# Task instructions:
Copy out the data below word for word, from its first line through the line holding "0, 337, 768, 524", including both of those lines.

# Data supplied:
═══

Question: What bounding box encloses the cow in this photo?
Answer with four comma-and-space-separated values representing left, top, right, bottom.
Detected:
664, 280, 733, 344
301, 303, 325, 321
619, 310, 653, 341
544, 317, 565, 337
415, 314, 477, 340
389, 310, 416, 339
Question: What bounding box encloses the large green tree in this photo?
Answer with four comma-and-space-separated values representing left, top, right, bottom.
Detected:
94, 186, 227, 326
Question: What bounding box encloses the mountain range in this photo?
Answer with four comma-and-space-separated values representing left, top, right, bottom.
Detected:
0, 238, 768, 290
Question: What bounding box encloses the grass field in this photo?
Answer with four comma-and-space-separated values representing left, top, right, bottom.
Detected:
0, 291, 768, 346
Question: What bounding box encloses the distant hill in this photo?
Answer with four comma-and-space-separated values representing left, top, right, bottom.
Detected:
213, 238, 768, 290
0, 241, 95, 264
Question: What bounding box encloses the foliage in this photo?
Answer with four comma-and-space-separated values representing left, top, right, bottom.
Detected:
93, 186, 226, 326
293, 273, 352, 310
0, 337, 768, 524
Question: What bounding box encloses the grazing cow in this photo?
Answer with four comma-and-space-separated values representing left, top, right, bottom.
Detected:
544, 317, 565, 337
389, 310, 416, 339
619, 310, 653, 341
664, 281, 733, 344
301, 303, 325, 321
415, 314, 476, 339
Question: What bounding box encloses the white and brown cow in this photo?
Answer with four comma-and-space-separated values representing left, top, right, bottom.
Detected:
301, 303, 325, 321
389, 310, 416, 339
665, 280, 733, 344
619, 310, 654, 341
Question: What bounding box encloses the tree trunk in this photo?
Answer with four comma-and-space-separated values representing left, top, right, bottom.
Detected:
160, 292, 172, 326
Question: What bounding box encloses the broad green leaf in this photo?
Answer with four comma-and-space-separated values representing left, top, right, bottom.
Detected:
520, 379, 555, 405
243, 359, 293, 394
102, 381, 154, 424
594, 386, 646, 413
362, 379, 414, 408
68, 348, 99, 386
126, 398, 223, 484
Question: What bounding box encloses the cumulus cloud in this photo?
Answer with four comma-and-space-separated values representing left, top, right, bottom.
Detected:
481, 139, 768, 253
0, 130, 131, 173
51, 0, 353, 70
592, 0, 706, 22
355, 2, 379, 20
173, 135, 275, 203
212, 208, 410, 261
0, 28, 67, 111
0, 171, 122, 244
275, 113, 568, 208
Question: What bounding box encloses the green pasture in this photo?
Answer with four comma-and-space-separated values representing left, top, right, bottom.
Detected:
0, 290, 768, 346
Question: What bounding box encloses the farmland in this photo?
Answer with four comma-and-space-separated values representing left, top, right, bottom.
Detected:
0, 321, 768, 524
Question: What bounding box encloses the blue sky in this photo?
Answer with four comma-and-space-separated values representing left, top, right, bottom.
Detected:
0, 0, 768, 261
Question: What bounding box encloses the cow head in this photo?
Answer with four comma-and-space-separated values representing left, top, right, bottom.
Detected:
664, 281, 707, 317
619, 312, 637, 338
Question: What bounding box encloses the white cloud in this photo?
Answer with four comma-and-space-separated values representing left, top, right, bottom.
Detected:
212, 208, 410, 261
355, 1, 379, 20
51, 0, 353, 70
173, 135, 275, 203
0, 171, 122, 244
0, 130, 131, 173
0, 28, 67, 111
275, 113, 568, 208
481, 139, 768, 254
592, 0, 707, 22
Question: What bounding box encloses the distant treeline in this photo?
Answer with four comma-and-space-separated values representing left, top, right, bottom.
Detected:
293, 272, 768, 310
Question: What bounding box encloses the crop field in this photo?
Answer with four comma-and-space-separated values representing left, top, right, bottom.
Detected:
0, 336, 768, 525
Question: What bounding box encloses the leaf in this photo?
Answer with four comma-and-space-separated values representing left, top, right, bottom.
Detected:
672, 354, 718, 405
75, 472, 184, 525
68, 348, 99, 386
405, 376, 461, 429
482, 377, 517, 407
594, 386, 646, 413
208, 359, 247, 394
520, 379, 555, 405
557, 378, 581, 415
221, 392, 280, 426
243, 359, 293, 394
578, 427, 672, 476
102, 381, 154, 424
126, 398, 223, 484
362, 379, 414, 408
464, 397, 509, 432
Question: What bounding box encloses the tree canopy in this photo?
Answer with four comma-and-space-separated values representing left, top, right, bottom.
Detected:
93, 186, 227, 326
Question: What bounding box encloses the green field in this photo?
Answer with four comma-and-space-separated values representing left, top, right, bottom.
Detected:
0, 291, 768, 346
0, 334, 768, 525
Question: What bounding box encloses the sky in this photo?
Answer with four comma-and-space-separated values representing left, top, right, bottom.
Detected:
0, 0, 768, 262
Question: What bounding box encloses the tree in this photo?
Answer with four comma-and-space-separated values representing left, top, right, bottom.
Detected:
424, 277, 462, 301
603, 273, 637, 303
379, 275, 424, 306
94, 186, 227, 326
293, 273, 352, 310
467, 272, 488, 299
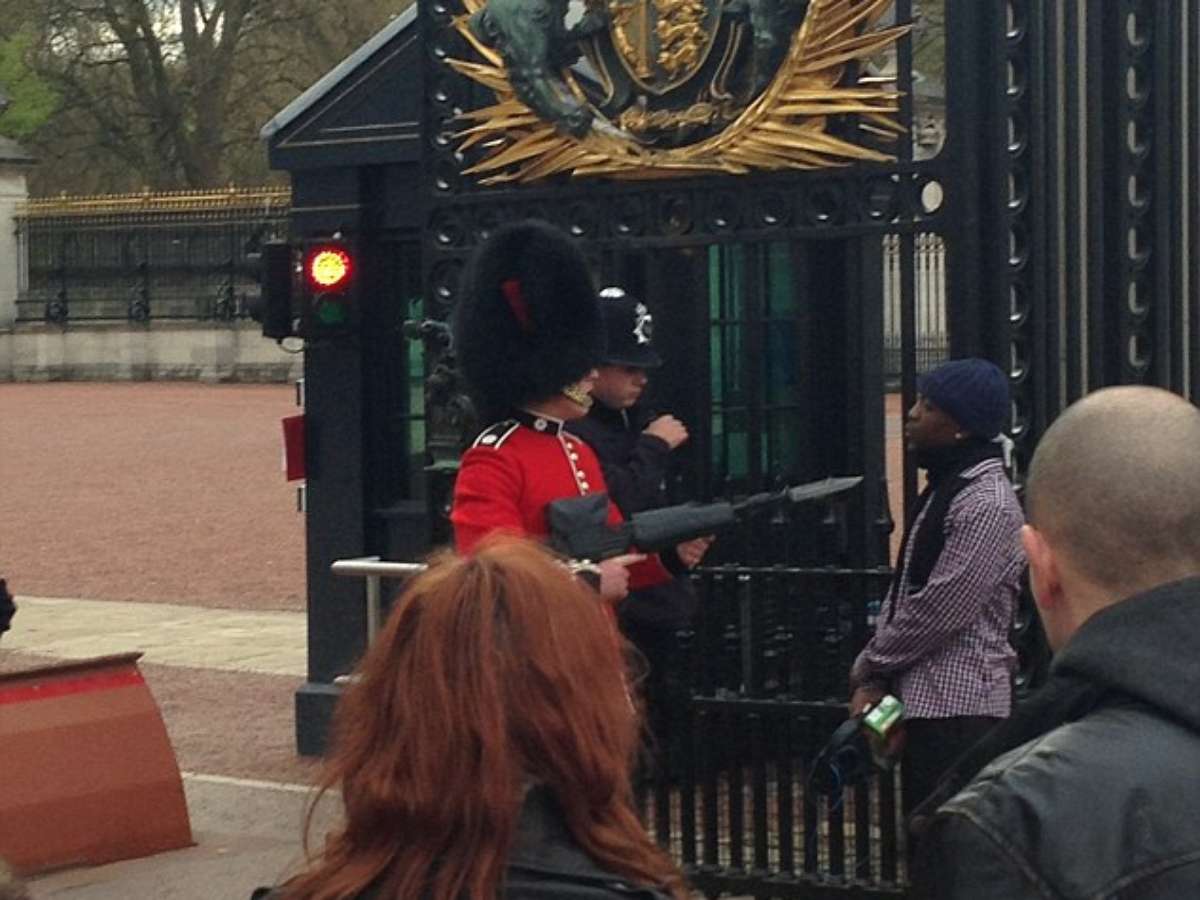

═══

# Task answer:
Question: What bounding box encloses the cow in this photo?
Answer with four comma-and-space-separated values representing left, top, right, bottom.
Detected:
664, 280, 733, 344
301, 303, 325, 321
619, 310, 653, 341
544, 317, 565, 337
415, 314, 477, 340
389, 310, 416, 339
Question: What bounding box encloses the large green tree in this photo?
Answer with four comma-and-space-separated values representing left, top, right, bottom.
Detected:
94, 186, 227, 326
Question: What bounding box encloses the mountain range in this photo?
Answer with four comma-and-space-separated values representing left, top, right, bottom.
Detected:
0, 238, 768, 290
Question: What bounding box encloses the grass field in this photo?
Answer with four comma-and-space-separated values representing left, top, right, bottom.
Detected:
0, 291, 768, 346
Question: What bounding box encloses the distant hill in this photo?
Answer with four comma-and-space-separated values representing left, top, right, bottom.
Detected:
213, 238, 768, 290
0, 241, 95, 264
Question: What bounding box encloses the foliage in this photo?
Answer with four comma-and-space-separated values representing left, top, right, bottom.
Detected:
93, 186, 226, 326
293, 273, 352, 310
0, 337, 768, 524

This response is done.